### DATA IN THIS EXERCISE:

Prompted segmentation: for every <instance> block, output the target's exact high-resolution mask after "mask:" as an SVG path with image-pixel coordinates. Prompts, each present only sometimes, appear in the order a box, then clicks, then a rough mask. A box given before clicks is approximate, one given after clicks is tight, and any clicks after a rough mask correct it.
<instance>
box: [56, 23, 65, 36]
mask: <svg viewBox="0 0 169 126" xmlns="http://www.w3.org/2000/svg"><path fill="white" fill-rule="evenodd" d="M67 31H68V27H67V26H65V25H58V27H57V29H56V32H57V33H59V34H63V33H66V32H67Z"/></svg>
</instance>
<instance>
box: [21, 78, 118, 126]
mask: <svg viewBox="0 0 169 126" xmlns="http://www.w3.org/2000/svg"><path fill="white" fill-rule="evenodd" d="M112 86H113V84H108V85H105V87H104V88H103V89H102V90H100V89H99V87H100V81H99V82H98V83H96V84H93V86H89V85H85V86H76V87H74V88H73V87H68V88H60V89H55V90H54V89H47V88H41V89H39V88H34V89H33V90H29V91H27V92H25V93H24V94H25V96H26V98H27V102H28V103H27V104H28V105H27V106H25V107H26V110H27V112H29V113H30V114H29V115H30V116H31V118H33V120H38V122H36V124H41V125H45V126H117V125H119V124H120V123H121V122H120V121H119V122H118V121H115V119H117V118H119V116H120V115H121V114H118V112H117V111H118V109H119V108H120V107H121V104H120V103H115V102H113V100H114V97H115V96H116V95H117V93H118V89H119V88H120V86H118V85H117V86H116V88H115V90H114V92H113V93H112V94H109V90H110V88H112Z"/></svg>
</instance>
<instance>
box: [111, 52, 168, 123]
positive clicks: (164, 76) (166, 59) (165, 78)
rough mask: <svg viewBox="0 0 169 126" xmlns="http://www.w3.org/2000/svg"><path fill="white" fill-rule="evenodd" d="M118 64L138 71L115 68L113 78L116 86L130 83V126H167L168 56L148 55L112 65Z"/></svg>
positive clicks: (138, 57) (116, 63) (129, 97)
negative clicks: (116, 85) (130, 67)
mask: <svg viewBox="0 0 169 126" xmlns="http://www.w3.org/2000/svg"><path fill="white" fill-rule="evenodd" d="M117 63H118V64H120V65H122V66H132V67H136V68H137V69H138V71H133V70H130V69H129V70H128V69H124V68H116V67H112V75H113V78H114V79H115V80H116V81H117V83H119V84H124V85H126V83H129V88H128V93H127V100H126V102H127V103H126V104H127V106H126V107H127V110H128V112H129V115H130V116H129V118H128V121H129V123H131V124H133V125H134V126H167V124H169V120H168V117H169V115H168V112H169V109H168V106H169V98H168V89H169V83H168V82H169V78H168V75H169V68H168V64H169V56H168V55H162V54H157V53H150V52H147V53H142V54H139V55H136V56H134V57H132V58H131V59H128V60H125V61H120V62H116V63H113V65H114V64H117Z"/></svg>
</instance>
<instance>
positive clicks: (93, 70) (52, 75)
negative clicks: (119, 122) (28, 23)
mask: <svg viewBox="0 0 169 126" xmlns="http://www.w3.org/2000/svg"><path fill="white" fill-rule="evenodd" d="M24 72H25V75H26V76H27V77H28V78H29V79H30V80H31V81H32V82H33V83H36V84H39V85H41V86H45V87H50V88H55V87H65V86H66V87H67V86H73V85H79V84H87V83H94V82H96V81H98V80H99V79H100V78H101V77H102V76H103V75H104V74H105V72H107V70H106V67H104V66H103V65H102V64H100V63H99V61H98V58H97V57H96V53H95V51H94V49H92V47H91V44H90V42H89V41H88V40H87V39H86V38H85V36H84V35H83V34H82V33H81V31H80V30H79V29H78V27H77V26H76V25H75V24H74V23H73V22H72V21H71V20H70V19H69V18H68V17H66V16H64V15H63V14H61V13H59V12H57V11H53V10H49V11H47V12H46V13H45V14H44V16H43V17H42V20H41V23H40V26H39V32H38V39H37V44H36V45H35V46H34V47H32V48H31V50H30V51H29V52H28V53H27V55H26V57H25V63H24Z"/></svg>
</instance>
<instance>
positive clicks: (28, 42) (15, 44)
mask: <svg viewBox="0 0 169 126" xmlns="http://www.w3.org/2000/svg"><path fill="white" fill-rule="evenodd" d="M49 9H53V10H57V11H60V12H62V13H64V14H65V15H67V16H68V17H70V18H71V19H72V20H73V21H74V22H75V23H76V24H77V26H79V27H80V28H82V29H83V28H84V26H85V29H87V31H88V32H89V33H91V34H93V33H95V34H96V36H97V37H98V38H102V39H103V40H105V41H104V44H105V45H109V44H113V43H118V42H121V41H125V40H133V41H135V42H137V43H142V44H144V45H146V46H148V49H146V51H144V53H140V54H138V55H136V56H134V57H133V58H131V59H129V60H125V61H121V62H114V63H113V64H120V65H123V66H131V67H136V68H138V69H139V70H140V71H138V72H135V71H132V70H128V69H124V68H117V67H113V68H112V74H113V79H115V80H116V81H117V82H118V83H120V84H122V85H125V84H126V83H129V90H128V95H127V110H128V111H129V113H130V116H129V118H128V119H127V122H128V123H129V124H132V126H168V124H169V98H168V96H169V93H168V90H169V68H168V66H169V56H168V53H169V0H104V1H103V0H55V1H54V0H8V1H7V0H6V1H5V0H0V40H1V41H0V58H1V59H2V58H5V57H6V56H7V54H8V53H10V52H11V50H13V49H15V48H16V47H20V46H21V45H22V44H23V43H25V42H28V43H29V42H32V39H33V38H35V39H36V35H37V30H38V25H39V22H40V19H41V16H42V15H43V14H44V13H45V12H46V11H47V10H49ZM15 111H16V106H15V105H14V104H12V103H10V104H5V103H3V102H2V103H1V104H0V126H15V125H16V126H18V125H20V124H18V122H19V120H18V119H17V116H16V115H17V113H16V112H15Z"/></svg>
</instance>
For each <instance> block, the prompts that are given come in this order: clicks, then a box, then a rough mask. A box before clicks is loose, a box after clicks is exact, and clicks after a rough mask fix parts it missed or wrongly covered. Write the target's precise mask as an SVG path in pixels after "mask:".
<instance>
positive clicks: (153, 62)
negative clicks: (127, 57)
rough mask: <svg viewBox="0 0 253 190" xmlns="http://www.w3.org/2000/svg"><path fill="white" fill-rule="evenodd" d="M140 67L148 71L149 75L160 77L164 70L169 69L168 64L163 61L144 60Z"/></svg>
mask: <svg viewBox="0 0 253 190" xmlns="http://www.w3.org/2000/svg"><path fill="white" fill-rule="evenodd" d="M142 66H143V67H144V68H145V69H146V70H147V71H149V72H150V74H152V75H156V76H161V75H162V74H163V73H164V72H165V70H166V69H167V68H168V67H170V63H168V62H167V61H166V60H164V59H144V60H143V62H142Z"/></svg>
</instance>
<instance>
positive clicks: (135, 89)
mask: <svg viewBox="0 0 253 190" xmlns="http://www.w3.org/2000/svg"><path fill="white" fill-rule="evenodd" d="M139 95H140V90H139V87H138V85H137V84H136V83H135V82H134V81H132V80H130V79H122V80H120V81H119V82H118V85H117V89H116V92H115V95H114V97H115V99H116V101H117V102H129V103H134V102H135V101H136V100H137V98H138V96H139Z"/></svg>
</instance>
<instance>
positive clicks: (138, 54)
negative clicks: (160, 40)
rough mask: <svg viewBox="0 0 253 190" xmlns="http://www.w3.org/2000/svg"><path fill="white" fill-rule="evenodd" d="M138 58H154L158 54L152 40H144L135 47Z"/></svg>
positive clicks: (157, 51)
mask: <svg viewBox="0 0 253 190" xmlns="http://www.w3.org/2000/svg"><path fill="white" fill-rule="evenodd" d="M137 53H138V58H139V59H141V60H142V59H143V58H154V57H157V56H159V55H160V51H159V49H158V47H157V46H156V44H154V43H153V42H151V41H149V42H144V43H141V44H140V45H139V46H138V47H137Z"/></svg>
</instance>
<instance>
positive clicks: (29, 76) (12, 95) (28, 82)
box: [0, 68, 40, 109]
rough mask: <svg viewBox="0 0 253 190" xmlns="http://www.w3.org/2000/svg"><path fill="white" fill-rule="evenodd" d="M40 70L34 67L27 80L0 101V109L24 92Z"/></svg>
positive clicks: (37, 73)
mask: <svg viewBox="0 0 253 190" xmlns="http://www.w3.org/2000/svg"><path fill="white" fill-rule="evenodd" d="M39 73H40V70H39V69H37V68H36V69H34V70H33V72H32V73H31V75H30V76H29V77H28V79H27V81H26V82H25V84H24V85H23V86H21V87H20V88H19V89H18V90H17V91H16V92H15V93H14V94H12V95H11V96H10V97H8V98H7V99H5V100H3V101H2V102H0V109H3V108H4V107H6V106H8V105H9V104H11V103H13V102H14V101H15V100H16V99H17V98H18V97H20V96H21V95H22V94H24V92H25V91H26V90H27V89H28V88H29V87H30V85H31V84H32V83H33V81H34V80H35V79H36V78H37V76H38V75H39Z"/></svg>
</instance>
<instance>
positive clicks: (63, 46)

### HOW TO COMPLETE THIS TASK:
Print, without any change, the line containing "positive clicks: (157, 51)" and each line after it to the end of the material.

### THE ANSWER:
positive clicks: (157, 51)
mask: <svg viewBox="0 0 253 190" xmlns="http://www.w3.org/2000/svg"><path fill="white" fill-rule="evenodd" d="M137 53H138V58H139V59H141V60H142V59H143V58H154V57H157V56H159V55H160V51H159V49H158V47H157V46H156V44H154V43H153V42H151V41H149V42H144V43H141V44H140V45H139V46H138V47H137Z"/></svg>
</instance>
<instance>
positive clicks: (29, 76) (12, 95) (28, 82)
box: [0, 68, 40, 109]
rough mask: <svg viewBox="0 0 253 190" xmlns="http://www.w3.org/2000/svg"><path fill="white" fill-rule="evenodd" d="M40 70L34 67L27 80L0 101V109L24 92Z"/></svg>
positive clicks: (37, 73)
mask: <svg viewBox="0 0 253 190" xmlns="http://www.w3.org/2000/svg"><path fill="white" fill-rule="evenodd" d="M39 73H40V70H39V69H37V68H36V69H34V70H33V72H32V73H31V75H30V76H29V77H28V79H27V81H26V82H25V84H24V85H23V86H21V87H20V88H19V89H18V90H17V91H16V92H15V93H14V94H12V95H11V96H10V97H8V98H7V99H5V100H3V101H2V102H0V109H3V108H4V107H6V106H8V105H9V104H11V103H13V102H14V101H15V100H16V99H17V98H18V97H20V96H21V95H22V94H24V92H25V91H26V90H27V89H28V88H29V87H30V85H31V84H32V83H33V81H34V80H35V79H36V78H37V76H38V75H39Z"/></svg>
</instance>
<instance>
positive clicks: (63, 46)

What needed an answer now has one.